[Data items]

---

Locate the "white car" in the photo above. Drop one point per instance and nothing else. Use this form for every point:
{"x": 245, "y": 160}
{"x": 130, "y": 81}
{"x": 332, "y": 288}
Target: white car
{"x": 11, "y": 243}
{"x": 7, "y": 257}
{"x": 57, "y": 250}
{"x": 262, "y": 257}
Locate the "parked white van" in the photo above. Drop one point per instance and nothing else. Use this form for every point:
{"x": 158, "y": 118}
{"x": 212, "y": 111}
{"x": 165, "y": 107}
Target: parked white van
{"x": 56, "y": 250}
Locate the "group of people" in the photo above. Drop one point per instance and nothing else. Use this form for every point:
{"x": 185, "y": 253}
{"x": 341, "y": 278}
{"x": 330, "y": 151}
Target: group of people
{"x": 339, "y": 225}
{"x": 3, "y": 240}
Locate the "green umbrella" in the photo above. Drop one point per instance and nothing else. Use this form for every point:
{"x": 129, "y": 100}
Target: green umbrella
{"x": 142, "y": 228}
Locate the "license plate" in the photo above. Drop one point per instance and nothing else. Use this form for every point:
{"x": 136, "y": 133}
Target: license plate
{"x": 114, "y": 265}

---

Output the data above without altering a line.

» **Output of the task**
Locate the "white car" in the photo above. Drop one point per instance and nothing else. Use this form for every point:
{"x": 245, "y": 160}
{"x": 130, "y": 81}
{"x": 332, "y": 288}
Target: white car
{"x": 11, "y": 243}
{"x": 7, "y": 257}
{"x": 57, "y": 250}
{"x": 262, "y": 257}
Locate the "parked white van" in the photo above. Drop one point per instance and nothing else. Use this form for every point:
{"x": 158, "y": 118}
{"x": 212, "y": 111}
{"x": 165, "y": 107}
Target: parked white van
{"x": 56, "y": 250}
Locate the "group of people" in the photo above. Drop one point per instance and nothing else. Use this form for every point:
{"x": 185, "y": 253}
{"x": 341, "y": 278}
{"x": 330, "y": 151}
Target: group of people
{"x": 339, "y": 225}
{"x": 3, "y": 240}
Locate the "green umbrella" in the photo above. Drop one point per instance and nothing else. Use this form for every point:
{"x": 129, "y": 100}
Target: green umbrella
{"x": 142, "y": 228}
Locate the "license plate" in the photo above. Drop one point per instance and nothing else. Use this form for every point:
{"x": 136, "y": 133}
Target: license plate
{"x": 114, "y": 265}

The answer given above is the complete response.